====== Ausgangstext

Der Kampf der von Staudämmen betroffenen Gruppen in Brasilien

Die Energiegewinnung durch Wasserkraft hat negative soziale und ökologische Folgen und führt zur Vertiefung der Ungleichheit in Brasilien. Francisco Kelvim von der Bundeskoordination der Bewegung der von Staudämmen Betroffenen (MAB) aus Brasilien berichtet über den Widerstand vor Ort gegen Staudämme.

Francisco Kelvim und Christian Russau

Kampf um den freien Wasserfluss Gemeinden, die an und mit Flüssen leben, wollen sauberes Wasser statt riesiger Dämme (Foto: Wesley Braun)

Derzeit fließen weltweit nur noch 37 Prozent der Flüsse mit einer Länge von mehr als 1.000 km über ihren gesamten Verlauf frei. Dämme und Wehre sind die Hauptursachen für den Verlust des freien Wasserflusses. In Brasilien hat der Bau von Staudämmen insbesondere im Zusammenhang mit der Umstrukturierung des nationalen Energiemodells seit den 1970er Jahren während der Militärdiktatur zu einer erzwungenen gravierenden Neugestaltung von Territorien geführt und vielfältige ökologische und soziale Auswirkungen auf die lokale Bevölkerung gehabt, die bis heute spürbar sind.

============

Kurze Aufgabe A |
Beantworten Sie anhand des Ausgangstexts:
(i) Welcher Stelle gehört Francisco Kelvim an?
(ii) Wie viel Prozent der Flüsse mit mehr als 1.000 km Länge fließen weltweit noch über ihren gesamten Verlauf frei?
(iii) In welcher politischen Phase Brasiliens begann seit den 1970er Jahren die Umstrukturierung des nationalen Energiemodells?
Kurze Aufgabe B |
Wiederholen Sie aus dem Ausgangstext wörtlich den Abschnitt, der mit den Worten "Die Energiegewinnung durch" beginnt und mit "(Foto: Wesley Braun)" endet.

====== Dateneinträge

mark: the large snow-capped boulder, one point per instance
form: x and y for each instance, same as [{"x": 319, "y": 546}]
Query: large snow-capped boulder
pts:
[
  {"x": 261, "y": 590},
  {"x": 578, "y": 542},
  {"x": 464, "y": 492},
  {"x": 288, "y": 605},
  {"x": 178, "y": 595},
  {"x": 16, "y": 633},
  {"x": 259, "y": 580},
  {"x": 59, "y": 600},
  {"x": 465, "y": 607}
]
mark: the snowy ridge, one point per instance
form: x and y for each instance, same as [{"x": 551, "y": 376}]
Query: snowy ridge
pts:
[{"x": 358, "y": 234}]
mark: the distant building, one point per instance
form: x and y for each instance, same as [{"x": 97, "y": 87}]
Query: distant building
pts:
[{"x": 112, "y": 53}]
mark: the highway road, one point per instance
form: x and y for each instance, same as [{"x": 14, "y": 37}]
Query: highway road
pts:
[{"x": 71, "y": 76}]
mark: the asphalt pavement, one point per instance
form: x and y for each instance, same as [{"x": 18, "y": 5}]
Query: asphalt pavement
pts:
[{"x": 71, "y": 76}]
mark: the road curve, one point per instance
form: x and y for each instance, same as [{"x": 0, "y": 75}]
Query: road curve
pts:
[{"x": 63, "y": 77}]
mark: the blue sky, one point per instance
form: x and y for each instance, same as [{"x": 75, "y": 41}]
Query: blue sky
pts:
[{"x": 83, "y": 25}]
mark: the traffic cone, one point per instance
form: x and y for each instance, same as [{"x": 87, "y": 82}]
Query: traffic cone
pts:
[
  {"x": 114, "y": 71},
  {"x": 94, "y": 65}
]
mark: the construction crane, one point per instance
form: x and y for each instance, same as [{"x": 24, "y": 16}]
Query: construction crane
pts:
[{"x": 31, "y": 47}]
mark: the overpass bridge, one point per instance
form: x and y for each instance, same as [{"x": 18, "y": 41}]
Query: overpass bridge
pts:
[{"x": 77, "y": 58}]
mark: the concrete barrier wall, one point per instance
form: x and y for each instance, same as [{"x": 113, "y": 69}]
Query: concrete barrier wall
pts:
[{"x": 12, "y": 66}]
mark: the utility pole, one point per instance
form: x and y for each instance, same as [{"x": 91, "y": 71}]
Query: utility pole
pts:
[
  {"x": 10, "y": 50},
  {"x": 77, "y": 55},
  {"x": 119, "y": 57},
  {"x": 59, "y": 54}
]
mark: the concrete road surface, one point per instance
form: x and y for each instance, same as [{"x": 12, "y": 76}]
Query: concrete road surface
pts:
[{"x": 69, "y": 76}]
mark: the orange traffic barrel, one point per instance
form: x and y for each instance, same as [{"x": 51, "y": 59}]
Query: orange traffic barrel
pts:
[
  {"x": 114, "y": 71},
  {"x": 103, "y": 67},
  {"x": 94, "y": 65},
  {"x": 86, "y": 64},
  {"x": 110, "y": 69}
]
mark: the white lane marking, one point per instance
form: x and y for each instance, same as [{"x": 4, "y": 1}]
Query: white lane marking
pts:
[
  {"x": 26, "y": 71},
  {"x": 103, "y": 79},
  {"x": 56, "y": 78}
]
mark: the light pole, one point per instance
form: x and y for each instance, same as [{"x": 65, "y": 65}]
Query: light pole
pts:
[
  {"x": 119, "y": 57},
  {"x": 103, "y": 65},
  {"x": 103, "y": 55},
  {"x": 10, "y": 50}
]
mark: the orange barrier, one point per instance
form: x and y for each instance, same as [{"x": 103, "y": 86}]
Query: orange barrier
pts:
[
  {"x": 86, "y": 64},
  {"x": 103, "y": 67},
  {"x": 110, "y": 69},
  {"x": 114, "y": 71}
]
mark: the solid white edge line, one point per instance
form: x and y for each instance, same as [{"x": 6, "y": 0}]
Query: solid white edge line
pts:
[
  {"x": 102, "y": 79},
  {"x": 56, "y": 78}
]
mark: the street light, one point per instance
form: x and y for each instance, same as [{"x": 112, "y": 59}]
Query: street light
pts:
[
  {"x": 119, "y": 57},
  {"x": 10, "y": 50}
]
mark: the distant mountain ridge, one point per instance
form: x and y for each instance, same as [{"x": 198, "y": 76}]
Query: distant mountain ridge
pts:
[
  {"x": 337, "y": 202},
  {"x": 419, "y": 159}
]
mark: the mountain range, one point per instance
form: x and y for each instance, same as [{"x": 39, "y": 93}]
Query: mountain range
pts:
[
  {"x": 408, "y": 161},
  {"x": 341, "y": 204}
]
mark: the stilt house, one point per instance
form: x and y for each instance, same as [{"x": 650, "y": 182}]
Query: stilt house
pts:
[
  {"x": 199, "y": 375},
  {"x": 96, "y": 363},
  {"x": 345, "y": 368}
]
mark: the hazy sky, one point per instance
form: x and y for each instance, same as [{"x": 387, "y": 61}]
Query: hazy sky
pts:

============

Schriftliche Antwort A |
(i) Der Bundeskoordination der Bewegung der von Staudämmen Betroffenen (MAB) aus Brasilien.
(ii) 37 Prozent.
(iii) Während der Militärdiktatur.

Schriftliche Antwort B |
Die Energiegewinnung durch Wasserkraft hat negative soziale und ökologische Folgen und führt zur Vertiefung der Ungleichheit in Brasilien. Francisco Kelvim von der Bundeskoordination der Bewegung der von Staudämmen Betroffenen (MAB) aus Brasilien berichtet über den Widerstand vor Ort gegen Staudämme.

Francisco Kelvim und Christian Russau

Kampf um den freien Wasserfluss Gemeinden, die an und mit Flüssen leben, wollen sauberes Wasser statt riesiger Dämme (Foto: Wesley Braun)